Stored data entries
------
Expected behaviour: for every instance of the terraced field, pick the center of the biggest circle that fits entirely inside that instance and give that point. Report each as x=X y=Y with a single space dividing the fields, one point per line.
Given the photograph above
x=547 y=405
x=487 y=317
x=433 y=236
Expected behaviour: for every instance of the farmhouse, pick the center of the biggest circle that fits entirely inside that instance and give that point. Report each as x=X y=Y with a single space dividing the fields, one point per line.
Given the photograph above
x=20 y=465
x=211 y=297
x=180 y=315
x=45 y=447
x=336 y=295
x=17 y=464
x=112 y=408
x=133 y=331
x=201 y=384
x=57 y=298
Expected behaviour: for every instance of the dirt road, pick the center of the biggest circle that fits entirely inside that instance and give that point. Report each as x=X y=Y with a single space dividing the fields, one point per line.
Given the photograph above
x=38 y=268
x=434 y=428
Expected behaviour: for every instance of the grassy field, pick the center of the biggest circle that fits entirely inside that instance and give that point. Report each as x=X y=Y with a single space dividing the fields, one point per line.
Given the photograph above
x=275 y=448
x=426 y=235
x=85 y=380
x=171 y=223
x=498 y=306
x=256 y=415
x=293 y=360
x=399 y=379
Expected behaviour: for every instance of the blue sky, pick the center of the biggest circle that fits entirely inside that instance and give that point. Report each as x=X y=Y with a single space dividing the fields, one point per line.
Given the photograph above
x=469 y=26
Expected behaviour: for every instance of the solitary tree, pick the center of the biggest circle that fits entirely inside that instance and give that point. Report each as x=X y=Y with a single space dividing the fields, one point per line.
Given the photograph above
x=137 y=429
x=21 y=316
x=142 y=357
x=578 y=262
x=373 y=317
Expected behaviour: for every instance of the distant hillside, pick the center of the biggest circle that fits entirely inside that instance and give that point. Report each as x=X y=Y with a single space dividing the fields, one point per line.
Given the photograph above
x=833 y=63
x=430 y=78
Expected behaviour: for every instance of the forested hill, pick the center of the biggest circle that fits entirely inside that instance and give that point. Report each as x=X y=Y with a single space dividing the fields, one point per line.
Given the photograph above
------
PROBLEM DESCRIPTION
Every record above needs to be given again exactly.

RESULT OF THIS EXERCISE
Expected behaviour: for every instance of the terraced field, pick the center of the biggest circle that fits entirely inside that instance and give that point. Report each as x=X y=Y with a single space dividing the fields, one point per line.
Given the photograph above
x=547 y=405
x=487 y=317
x=433 y=236
Expected behaviour: for every instance of the farmhouse, pick the center of the biggest circle that fits entirely inside that instance and give that point. Report each as x=X y=Y with a single space dividing the fields, one point per line.
Given the photograph above
x=20 y=465
x=211 y=297
x=180 y=315
x=45 y=447
x=336 y=295
x=17 y=464
x=112 y=408
x=133 y=331
x=201 y=384
x=57 y=298
Expected behaviour: for every instance of the dirt road, pick the center of the biggest circle that fits entirely inside that instance and give that point. Report each as x=X y=Y with a single space dividing the fields, one point per line.
Given the photograph above
x=38 y=268
x=434 y=428
Expected behaviour: for every instance of the grassy field, pick the center of the biggest circle that fits entirely inside that instance and give that point. Report each as x=X y=Y with a single space dividing the fields, one point per line.
Given the photograph above
x=275 y=448
x=426 y=235
x=85 y=380
x=171 y=223
x=498 y=306
x=256 y=415
x=293 y=360
x=399 y=379
Expected behaviour: for every instance of the blue sky, pick the center of the biggest circle that fits entirely inside that instance and give that point. Report each as x=X y=Y with a single space dividing the fields, one point per line.
Given the photograph above
x=469 y=26
Expected behaviour: for every instance of the solitary tree, pick the center of the biggest circle that fits entirely inside that instance and give that point. Report each as x=X y=Y with a single space dividing the fields, one point per line.
Given the photograph above
x=137 y=429
x=21 y=316
x=142 y=357
x=578 y=262
x=373 y=317
Expected behaviour: for every instance of the distant hillside, pick the center of the biggest circle that fits entirely inside that instance and give that point. Report each as x=X y=Y with a single space dividing the fields, one point per line.
Given the photograph above
x=833 y=63
x=430 y=78
Expected behaviour: for every instance of the forested hill, pick the center of the biggest circle that fits entirely inside that instance and give that point. Report each as x=X y=Y with a single space dividing the fields, one point per line.
Given the photograph above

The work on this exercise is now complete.